#### PROBLEM TO SOLVE
Repeat the records below exactly as they appear.

[Records]

-- START --

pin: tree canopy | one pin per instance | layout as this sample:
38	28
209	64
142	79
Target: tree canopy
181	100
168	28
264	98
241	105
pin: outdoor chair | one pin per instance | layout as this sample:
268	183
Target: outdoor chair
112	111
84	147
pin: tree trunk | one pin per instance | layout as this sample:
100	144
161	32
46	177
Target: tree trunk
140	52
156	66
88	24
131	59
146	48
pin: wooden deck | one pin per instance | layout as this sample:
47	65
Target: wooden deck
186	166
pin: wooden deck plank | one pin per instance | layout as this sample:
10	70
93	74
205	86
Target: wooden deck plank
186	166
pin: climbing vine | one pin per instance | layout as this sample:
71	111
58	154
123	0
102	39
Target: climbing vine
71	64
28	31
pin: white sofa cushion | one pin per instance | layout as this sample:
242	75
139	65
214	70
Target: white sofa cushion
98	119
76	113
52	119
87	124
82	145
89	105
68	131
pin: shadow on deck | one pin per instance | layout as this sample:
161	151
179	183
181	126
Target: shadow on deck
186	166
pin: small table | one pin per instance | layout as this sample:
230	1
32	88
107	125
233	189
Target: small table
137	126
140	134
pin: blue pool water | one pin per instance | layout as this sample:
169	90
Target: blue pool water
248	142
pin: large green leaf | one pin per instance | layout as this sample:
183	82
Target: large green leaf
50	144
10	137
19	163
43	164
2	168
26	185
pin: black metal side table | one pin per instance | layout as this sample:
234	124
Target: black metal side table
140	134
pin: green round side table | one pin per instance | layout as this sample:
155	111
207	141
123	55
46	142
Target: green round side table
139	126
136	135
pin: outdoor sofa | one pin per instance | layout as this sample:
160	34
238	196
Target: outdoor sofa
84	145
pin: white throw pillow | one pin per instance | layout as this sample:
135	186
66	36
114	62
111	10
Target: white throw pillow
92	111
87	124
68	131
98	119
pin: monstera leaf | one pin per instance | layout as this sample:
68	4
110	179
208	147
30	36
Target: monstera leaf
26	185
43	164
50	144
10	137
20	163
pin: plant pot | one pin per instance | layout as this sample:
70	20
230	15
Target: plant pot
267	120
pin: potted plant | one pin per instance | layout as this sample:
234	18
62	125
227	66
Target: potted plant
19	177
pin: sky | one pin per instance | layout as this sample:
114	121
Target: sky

-- END --

#### ANSWER FOR THIS EXERCISE
pin: tree canopy | one pin per instance | layout as this sample:
38	28
209	64
142	79
Target: tree canopy
181	100
168	28
264	98
241	105
pin: outdoor chair | one pin per instance | layout as this sample:
268	183
Target: outdoor chair
112	111
84	147
pin: tree trunk | one pin per instance | layout as this sample:
100	144
161	32
46	177
Target: tree trunk
140	52
156	66
88	24
131	59
146	48
pin: wooden deck | one pin per instance | layout as this sample:
47	65
Target: wooden deck
186	166
pin: wooden deck plank | one pin per instance | layout as this sample:
10	70
93	74
205	86
Target: wooden deck plank
186	166
pin: climbing vine | one pin per instance | layout as this sample:
71	111
58	154
123	0
102	39
Target: climbing vine
71	64
28	31
pin: white sofa cushion | one pin per instance | layout as this sample:
242	75
139	65
214	70
Target: white sofa cushion
98	119
76	113
52	119
87	124
82	145
89	105
68	131
pin: shadow on deck | one pin per instance | layout as this sample:
161	151
179	183
181	126
Target: shadow on deck
186	166
pin: small table | one pin per instance | layout as this sample:
230	1
32	88
107	125
233	189
Target: small table
137	126
140	134
pin: blue pool water | one pin per instance | layout as this sample:
169	90
Target: blue pool water
248	142
pin: large green leaf | one pin per instance | layout as this sample:
183	82
Target: large green leaf
50	144
10	137
19	163
43	164
2	168
26	185
pin: black metal side table | one pin per instance | layout as this sample:
234	124
Target: black metal side table
140	134
pin: green round side table | one pin per instance | layout as this sample:
155	111
207	141
123	55
46	142
Target: green round side table
139	126
136	135
pin: outdoor sofa | one pin per instance | layout as this sample:
160	34
238	196
Target: outdoor sofa
84	145
pin: white throw pillow | one pin per instance | layout as this sample:
135	186
66	36
114	62
111	10
Target: white throw pillow
92	111
87	124
68	131
98	119
pin: monstera leaf | one pin per instance | layout as this sample:
68	4
110	179
208	147
30	36
Target: monstera leaf
26	185
43	164
50	144
10	137
20	163
pin: plant pot | one pin per instance | layout as this sample:
70	20
230	15
Target: plant pot
267	120
pin: potted plant | one pin per instance | layout as this sample:
234	18
62	125
227	66
Target: potted plant
19	177
pin: sky | one pin per instance | layout as this sample:
114	121
Target: sky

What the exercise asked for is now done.